**STATED EXERCISE A:**
Set down the stretch of the page on search term matrices from "Hints for when" through "jargon, alternate spellings)" word for word.
**STATED EXERCISE B:**
Resume the page on search term matrices after its last sentence and carry on the workflow it has begun.

--- start PAGE ---

Search Term Matrices Skill

Search Term Matrices

Strategic search planning for agent-driven research workflows. Produces structured, tiered search matrices with engine-specific operators, fallback strategies, and grading criteria.

Overview

This skill covers:

Building multi-tier search matrices for any research question
Selecting engines and operators matched to the research domain
Designing pre-planned fallback strategies (not ad-hoc retries)
Grading search results against acceptance and success thresholds
Reporting issues found in the skill itself

This skill does NOT cover:

Executing searches (that is the agent's job after the matrix is built)
Setting up API keys, MCP servers, or authentication
Summarizing or synthesizing search results into reports
Managing citations or bibliographies

Matrix Template

Every matrix follows this shape. Copy it, fill it in, and hand it to the executing agent.

## Search Matrix: [Research Question]

### Context

Goal: [what we are trying to learn]
Type: [deep-dive | survey | comparison | verification]
Domain: [tech | academic | regulatory | general]

### Tier 1: Primary (high-precision)

| # | Engine(s) | Query | Operators | Expected Results | Acceptance Criteria | Success Criteria |
|---|-----------|-------|-----------|-----------------|---------------------|-----------------|
| 1 | ...       | ...   | ...       | ...             | ...                 | ...             |

### Tier 2: Broadened (if Tier 1 < acceptance threshold)

| # | Engine(s) | Query | Operators | Expected Results | Acceptance Criteria | Success Criteria |
|---|-----------|-------|-----------|-----------------|---------------------|-----------------|
| 1 | ...       | ...   | ...       | ...             | ...                 | ...             |

### Tier 3: Alternative sources (if Tier 2 insufficient)

| # | Engine(s) | Query | Operators | Expected Results | Acceptance Criteria | Success Criteria |
|---|-----------|-------|-----------|-----------------|---------------------|-----------------|
| 1 | ...       | ...   | ...       | ...             | ...                 | ...             |

### Runtime Recovery

Hints for when all tiers are exhausted:
- [ ] Decompose the question into narrower sub-questions
- [ ] Pivot terminology (synonyms, related jargon, alternate spellings)
- [ ] Try a different domain classification
- [ ] Escalate to the human for guidance

### Grading Summary

| Tier | Acceptance (minimum / gate) | Success (ideal / goal) |
|------|----------------------------|----------------------|
| 1    | ...                        | ...                  |
| 2    | ...                        | ...                  |
| 3    | ...                        | ...                  |

**Overall success**: [one sentence — what "done" looks like for this research question]

(Full grading methodology: [references/grading.md](references/grading.md))

Workflow

Step 1: Assess Scope

Determine whether the research question is focused enough for a single matrix.

--- end PAGE ---
--- start DATA BLOCK ---

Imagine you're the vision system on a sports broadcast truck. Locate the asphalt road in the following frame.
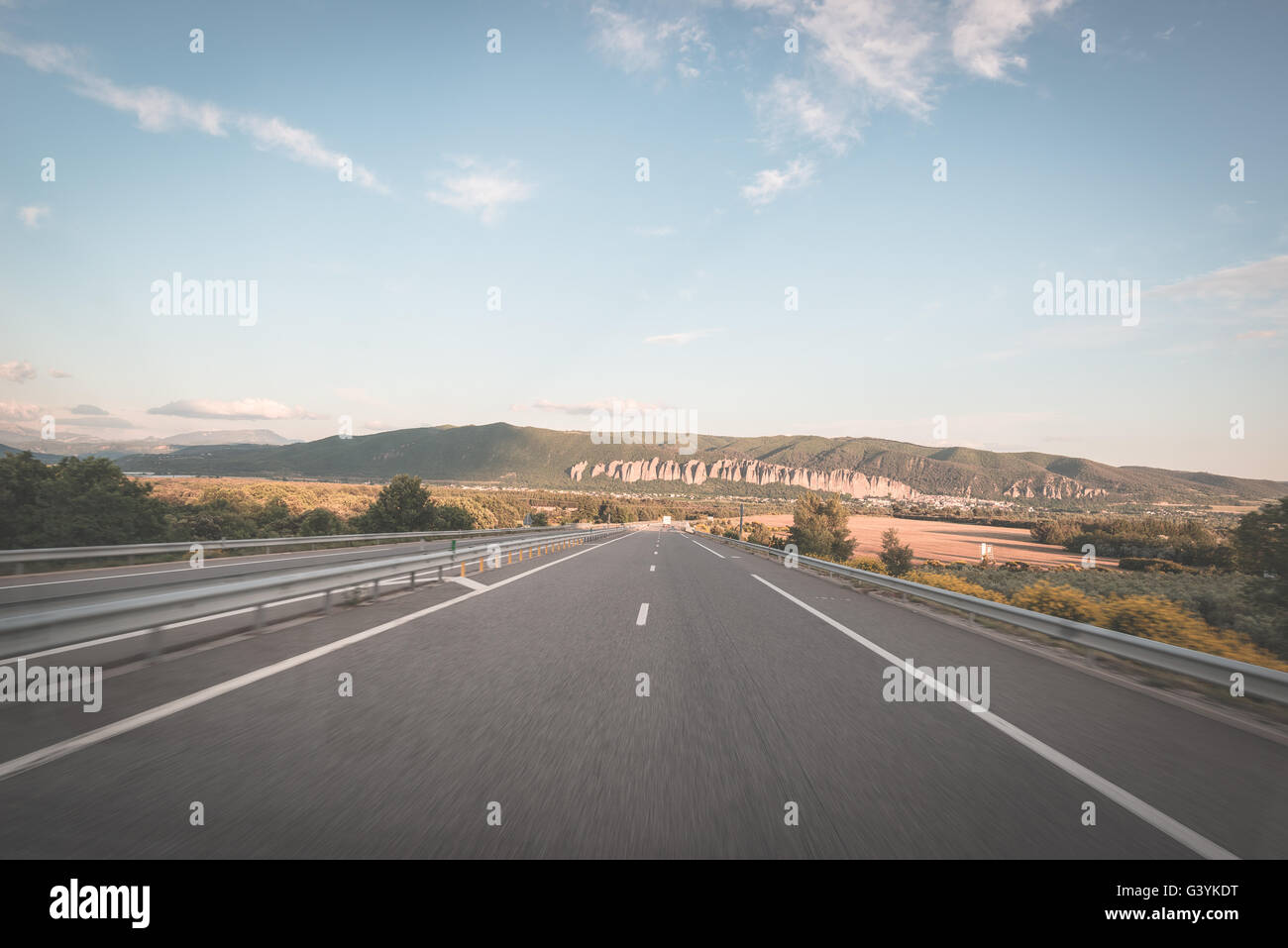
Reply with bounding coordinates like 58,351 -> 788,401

--- end DATA BLOCK ---

**FINAL ANSWER A:**
Hints for when all tiers are exhausted:
- [ ] Decompose the question into narrower sub-questions
- [ ] Pivot terminology (synonyms, related jargon, alternate spellings)

**FINAL ANSWER B:**
Signals that decomposition is needed:

The question spans multiple unrelated domains
Answering it requires more than 3 tiers of 4+ queries each
The question contains "and" joining distinct sub-topics

Stop and ask. If you believe the question should be decomposed, present the proposed sub-questions to the user and wait for confirmation before proceeding. Do not silently decompose. Example:

This question spans CRDT algorithms and their production deployment patterns. I recommend splitting into two matrices:

"What CRDT algorithms exist for collaborative text editing?"

"Which production systems use CRDTs and how do they handle conflicts?"

Should I proceed with this split, or would you prefer a single broad matrix?

See references/decomposition.md for decomposition strategies.

Step 2: Classify Research Type

Identify the research type to guide engine selection and query design.

| Type | Description | Engine Bias | Query Style | |------|-------------|-------------|-------------| | deep-dive | Thorough exploration of a narrow topic | Specialized engines, documentation, academic | Precise, operator-heavy | | survey | Broad landscape scan across a domain | General search, aggregators, registries | Broad terms, fewer operators | | comparison | Evaluating alternatives against each other | Registries, documentation, forums | "X vs Y", feature-specific | | verification | Confirming or refuting a specific claim | Academic, regulatory, authoritative sources | Exact phrases, source-constrained |

Hybrid types are allowed and often appropriate. For example, "survey + comparison" for a landscape scan that also compares the top candidates. State the hybrid explicitly in the Context block (e.g., Type: survey + comparison).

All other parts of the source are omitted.